[begin Extract]

Skip to content

fix: addMcpServer returns READY for a restored connection stuck AUTHENTICATING#1869

Open
mattzcarey wants to merge 3 commits into
mainfrom
fix/addmcpserver-false-ready-on-restored-auth
Open

fix: addMcpServer returns READY for a restored connection stuck AUTHENTICATING#1869
mattzcarey wants to merge 3 commits into
mainfrom
fix/addmcpserver-false-ready-on-restored-auth

Conversation

@mattzcarey

@mattzcarey mattzcarey commented Jul 3, 2026

Copy link
Copy Markdown
Contributor

Fixes #1855. Supersedes #1862 — same core fix plus staleness handling for the persisted auth URL, and the id-reuse behavior change flagged by Devin's review is now explicitly documented and pinned by a test.

Problem

addMcpServer() returns { state: "ready" } for an existing connection that is actually stuck in AUTHENTICATING, whenever that connection has no in-memory authProvider.authUrl — which is exactly the state after any Durable Object wake (hibernation / eviction / redeploy). A caller that drives OAuth off the return value believes the server is connected and never re-surfaces the sign-in link, so the flow wedges silently. Meanwhile getMcpServers() (which reads persisted state) reports authenticating for the same server in the same tick.

[end Extract]

Task set =
a) List every number marked with # in the pull request page.
b) Write the next part of the pull request description about addMcpServer, picking up after its last sentence.
The listing is not needed for anything here.

[begin Data block]

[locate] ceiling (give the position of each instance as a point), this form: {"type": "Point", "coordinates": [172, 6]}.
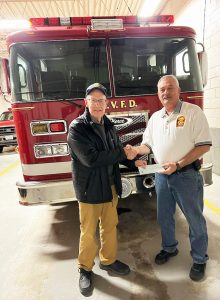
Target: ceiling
{"type": "Point", "coordinates": [19, 9]}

[end Data block]

Exercise answers =
a) #1869, #1855, #1862

b)
Root cause

  1. When a connection enters AUTHENTICATING, connectToServer() persists auth_url to the cf_agents_mcp_servers table.
  2. On wake, restoreConnectionsFromStorage() sees the stored auth_url, recreates the connection, and sets connectionState = AUTHENTICATING — but the provider's in-memory authUrl is only ever assigned inside redirectToAuthorization() during a live authorize dance, so it comes back undefined.
  3. addMcpServer's existing-connection early return required connectionState === AUTHENTICATING && authProvider?.authUrl to report authenticating; the restored connection failed the second condition and fell through to READY.

Fix

  • Never report READY for an AUTHENTICATING connection. The early return falls back to the persisted auth_url (already in scope from listServers()) when the in-memory URL is missing, so addMcpServer's return value agrees with getMcpServers().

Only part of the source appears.